Probably the fastest way to do this, however, would be to create a
clustered index that includes data about each result set. For instance,
you could create a list that indexes both sets of results without having
to create any new structures.

Create a list to contain the values, then loop over each result set.
Append the following data cluster to the list for each record:
"score|resut_set_name|index". Sort the list then output it using
evaluate on the second and third attributes of the cluster.

M

> -----Original Message-----
> From: Mike Mertsock [mailto:[EMAIL PROTECTED] 
> Sent: Tuesday, August 26, 2003 11:03 AM
> To: CF-Talk
> Subject: Okay, how could I accomplish this?
> 
> 
> >Yeah, but here's the thing. The tables hold data that can be 
> stuck into 
> >"key, title, body" columns, but the display of each column is 
> >different, so each collection will be displayed differently, 
> thus the 
> >"custom1" column in my cfsearch. I want to mix the results 
> for display 
> >purposes, showing scores correctly ranked when mixed, but I want to 
> >display the results differently. My solution was to search each 
> >collection, place the results into a structure of some sort, 
> including 
> >the "custom1" column that will determine how to display the 
> data on the 
> >details page, and sort them all by "score" so that output 
> results are 
> >"sorted" by "score" yet their "colum1" information will 
> determine how 
> >the data is displayed on the following page.
> >
> >Make sense?
> >
> >So *can* you do that? stick each result set into some sort of data 
> >structure for each query returned, then sort that structure, 
> ordering 
> >by "score", then outputting the results?

#####

- Directives -
1. Rewrite the email from "Append the following" up to and including "I accomplish this?", changing "list" to "array".
2. Output the entries verbatim, from the line with "does the railing" up to and including the line with "top-left (239, 46), bottom-right (266, 136)".

#####

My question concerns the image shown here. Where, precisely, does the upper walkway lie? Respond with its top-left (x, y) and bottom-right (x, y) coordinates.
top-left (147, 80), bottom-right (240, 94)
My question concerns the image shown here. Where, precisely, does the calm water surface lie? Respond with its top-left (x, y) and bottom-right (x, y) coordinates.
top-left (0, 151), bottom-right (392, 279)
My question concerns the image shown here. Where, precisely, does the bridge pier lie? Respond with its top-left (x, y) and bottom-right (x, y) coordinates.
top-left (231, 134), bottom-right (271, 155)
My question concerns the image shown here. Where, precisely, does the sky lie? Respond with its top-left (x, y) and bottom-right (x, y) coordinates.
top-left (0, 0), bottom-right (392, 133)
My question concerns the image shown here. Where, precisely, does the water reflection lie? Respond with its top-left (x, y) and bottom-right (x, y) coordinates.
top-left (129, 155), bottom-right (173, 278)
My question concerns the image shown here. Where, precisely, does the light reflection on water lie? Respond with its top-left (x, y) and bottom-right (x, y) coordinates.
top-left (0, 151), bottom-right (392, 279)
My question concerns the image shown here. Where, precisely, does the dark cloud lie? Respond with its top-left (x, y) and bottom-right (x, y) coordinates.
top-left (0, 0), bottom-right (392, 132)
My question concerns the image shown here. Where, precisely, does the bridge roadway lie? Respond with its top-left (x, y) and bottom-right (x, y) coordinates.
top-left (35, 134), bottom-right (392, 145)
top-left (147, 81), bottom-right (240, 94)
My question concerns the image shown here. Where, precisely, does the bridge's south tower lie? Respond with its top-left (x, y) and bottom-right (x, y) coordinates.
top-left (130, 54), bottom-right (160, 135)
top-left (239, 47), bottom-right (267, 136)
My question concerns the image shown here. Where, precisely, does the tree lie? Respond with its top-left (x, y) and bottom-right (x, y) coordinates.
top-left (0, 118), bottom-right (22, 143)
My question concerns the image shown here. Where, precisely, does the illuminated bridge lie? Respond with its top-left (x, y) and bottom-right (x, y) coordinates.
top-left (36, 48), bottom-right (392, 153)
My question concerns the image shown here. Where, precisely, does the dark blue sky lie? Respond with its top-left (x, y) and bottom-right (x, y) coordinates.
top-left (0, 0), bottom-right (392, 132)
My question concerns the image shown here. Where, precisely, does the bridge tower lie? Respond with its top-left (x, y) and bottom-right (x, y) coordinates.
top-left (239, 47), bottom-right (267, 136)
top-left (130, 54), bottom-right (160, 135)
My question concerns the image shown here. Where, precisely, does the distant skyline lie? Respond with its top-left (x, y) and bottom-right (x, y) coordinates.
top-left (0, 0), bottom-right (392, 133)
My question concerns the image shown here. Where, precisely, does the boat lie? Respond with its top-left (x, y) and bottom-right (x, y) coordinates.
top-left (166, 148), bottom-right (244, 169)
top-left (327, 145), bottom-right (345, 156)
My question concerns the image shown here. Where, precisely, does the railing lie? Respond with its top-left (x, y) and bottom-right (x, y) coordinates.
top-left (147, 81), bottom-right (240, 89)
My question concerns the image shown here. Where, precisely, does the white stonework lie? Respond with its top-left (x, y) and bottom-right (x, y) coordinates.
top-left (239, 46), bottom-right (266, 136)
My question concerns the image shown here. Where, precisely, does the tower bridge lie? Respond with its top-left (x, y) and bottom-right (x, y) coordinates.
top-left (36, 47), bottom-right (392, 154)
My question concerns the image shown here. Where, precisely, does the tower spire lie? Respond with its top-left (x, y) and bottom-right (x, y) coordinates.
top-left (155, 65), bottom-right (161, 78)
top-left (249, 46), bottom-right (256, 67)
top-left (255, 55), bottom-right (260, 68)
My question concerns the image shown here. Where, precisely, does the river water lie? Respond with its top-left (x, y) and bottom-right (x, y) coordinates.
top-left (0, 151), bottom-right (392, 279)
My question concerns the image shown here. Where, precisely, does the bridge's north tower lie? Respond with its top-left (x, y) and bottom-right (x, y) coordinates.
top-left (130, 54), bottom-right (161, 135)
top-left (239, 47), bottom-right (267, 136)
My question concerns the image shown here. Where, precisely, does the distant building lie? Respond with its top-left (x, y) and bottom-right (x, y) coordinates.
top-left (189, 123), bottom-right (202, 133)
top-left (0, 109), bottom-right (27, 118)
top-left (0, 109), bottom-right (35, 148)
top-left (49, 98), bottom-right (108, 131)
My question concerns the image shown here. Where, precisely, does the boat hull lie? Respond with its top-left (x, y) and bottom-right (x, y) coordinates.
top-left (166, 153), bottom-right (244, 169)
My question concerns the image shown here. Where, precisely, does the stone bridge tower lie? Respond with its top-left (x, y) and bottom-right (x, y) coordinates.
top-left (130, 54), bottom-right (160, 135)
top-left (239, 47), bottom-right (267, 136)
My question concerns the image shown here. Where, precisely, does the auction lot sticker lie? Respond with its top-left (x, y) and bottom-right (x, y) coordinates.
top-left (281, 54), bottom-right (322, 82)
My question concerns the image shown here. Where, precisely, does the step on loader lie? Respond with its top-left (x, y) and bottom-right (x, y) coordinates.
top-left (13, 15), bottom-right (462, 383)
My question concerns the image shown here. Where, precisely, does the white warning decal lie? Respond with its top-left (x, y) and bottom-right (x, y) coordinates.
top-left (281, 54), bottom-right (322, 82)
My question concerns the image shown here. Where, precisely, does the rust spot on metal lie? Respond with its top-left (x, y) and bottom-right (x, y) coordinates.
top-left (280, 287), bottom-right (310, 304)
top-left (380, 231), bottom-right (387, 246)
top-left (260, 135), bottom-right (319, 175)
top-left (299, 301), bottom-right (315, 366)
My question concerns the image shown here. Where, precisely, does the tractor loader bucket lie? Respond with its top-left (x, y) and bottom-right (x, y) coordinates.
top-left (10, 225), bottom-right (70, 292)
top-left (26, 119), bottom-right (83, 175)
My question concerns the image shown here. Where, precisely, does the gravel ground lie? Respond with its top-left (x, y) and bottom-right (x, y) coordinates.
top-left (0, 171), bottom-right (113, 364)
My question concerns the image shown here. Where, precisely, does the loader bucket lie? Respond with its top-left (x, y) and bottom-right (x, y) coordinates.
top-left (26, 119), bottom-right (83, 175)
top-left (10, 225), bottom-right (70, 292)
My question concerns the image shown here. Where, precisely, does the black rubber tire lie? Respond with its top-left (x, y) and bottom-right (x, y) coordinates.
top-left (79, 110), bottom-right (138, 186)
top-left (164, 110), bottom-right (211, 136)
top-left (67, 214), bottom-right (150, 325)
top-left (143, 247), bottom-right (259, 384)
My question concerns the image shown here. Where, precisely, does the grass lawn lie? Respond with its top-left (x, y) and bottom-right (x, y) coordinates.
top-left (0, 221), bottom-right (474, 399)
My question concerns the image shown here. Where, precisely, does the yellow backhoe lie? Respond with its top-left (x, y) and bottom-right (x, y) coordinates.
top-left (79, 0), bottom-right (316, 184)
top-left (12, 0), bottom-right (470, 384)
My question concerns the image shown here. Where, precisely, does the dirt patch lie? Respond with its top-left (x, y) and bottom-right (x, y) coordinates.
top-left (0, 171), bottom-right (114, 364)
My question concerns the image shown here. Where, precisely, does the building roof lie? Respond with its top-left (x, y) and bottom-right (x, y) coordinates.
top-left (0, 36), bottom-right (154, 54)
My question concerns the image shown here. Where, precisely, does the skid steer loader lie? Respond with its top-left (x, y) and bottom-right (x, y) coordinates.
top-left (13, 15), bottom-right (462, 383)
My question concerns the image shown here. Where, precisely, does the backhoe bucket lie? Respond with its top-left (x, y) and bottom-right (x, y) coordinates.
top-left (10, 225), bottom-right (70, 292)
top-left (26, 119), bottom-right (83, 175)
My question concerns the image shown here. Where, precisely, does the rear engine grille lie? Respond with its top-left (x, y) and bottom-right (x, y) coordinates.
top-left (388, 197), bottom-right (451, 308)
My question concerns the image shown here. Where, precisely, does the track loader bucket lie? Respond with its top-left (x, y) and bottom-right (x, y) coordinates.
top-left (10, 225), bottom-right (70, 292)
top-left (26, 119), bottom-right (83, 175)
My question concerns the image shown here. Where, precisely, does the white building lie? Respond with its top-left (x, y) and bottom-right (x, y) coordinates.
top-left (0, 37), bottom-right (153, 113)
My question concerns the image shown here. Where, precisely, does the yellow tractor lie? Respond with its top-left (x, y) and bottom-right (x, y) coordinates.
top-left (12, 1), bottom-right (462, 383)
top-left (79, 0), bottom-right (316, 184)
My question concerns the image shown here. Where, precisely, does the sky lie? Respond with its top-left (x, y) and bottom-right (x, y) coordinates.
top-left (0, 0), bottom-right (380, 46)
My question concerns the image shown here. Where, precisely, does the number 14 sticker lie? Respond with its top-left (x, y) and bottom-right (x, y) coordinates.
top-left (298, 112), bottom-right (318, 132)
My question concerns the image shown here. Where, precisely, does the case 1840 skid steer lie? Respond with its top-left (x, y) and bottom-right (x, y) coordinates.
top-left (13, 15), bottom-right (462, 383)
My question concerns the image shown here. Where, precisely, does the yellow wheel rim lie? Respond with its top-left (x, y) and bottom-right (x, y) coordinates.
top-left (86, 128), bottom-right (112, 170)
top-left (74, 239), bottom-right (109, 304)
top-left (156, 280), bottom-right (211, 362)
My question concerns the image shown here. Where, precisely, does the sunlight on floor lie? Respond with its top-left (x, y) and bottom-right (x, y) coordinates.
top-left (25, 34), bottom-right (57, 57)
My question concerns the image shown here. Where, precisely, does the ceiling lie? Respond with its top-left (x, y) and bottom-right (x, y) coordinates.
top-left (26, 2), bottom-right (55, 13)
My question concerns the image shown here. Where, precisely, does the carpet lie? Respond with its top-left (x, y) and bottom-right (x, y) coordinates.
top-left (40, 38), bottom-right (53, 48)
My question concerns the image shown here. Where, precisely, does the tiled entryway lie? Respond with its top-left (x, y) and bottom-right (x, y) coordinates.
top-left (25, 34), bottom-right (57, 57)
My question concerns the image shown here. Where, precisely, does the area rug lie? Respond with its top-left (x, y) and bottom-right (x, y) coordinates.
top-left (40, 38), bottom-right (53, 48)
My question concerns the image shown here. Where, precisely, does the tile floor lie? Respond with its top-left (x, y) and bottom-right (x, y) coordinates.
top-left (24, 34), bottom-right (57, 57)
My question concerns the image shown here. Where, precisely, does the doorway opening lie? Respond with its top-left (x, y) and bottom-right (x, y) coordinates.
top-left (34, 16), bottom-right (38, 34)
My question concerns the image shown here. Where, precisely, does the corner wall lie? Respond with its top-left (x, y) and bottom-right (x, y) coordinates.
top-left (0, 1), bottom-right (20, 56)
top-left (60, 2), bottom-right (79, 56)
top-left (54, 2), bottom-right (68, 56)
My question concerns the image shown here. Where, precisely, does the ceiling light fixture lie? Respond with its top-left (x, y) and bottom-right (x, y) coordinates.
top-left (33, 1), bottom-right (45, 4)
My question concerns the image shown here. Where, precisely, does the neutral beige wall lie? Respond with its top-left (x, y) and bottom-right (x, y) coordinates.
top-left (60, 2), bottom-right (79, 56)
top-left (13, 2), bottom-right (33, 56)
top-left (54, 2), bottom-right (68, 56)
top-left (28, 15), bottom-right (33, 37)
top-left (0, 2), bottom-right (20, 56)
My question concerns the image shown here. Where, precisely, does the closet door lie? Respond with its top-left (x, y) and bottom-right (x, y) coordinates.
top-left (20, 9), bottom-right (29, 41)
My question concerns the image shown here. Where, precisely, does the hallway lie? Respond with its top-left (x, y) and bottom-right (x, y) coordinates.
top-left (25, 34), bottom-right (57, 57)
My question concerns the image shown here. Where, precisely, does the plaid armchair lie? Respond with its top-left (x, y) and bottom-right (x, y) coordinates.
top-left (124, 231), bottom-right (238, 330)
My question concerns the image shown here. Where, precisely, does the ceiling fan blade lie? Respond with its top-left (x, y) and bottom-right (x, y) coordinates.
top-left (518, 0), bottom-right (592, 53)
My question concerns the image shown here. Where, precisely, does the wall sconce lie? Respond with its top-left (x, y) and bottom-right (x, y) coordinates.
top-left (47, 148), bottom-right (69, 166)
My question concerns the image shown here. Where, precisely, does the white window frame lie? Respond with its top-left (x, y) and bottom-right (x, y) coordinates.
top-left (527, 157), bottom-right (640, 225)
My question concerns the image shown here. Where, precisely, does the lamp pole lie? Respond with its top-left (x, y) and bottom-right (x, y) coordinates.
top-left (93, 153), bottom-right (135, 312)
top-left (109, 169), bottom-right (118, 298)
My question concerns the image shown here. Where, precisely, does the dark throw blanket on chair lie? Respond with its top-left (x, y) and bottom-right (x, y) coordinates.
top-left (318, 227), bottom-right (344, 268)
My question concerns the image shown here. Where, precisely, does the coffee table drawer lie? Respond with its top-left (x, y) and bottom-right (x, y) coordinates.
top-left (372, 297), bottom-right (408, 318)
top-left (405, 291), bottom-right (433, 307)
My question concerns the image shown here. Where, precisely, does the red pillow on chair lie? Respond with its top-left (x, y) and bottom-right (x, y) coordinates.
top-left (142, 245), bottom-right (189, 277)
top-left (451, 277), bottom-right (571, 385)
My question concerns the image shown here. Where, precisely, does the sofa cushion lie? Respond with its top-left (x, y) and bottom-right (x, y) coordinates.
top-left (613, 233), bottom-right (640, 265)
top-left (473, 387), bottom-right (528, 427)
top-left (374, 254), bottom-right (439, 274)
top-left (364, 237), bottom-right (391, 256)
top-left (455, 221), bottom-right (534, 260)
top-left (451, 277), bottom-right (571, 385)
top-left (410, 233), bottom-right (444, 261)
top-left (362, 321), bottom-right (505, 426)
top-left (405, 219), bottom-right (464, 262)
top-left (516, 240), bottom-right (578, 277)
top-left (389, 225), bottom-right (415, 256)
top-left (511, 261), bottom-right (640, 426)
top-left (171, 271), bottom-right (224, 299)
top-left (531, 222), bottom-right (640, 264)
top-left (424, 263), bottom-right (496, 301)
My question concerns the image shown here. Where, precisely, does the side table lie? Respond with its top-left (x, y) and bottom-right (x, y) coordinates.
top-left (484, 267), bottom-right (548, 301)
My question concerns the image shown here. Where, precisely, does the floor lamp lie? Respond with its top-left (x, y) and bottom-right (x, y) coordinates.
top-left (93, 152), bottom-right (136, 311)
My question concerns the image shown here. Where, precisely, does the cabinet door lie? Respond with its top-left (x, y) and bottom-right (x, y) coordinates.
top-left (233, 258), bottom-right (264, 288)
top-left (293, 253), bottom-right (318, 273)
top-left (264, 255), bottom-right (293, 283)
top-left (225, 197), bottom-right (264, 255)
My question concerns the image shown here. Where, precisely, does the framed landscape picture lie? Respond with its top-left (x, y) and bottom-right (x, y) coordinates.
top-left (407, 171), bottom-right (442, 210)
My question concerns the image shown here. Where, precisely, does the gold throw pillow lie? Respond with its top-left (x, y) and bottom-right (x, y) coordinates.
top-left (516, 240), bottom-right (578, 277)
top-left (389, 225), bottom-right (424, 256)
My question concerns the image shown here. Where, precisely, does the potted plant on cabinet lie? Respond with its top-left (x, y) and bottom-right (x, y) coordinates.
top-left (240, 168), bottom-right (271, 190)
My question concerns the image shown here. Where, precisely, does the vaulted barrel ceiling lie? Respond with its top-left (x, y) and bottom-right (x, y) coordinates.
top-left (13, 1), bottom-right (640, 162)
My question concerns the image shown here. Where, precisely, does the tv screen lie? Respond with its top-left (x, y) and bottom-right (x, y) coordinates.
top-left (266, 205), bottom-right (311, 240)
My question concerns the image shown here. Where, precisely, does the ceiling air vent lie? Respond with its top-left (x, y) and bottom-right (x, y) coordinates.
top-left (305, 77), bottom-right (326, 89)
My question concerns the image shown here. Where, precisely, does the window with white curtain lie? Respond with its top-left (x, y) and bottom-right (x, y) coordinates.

#####

- Task-by-task results -
1.
Append the following data cluster to the array for each record:
"score|resut_set_name|index". Sort the array then output it using
evaluate on the second and third attributes of the cluster.

M

> -----Original Message-----
> From: Mike Mertsock [mailto:[EMAIL PROTECTED] 
> Sent: Tuesday, August 26, 2003 11:03 AM
> To: CF-Talk
> Subject: Okay, how could I accomplish this?

2.
My question concerns the image shown here. Where, precisely, does the railing lie? Respond with its top-left (x, y) and bottom-right (x, y) coordinates.
top-left (147, 81), bottom-right (240, 89)
My question concerns the image shown here. Where, precisely, does the white stonework lie? Respond with its top-left (x, y) and bottom-right (x, y) coordinates.
top-left (239, 46), bottom-right (266, 136)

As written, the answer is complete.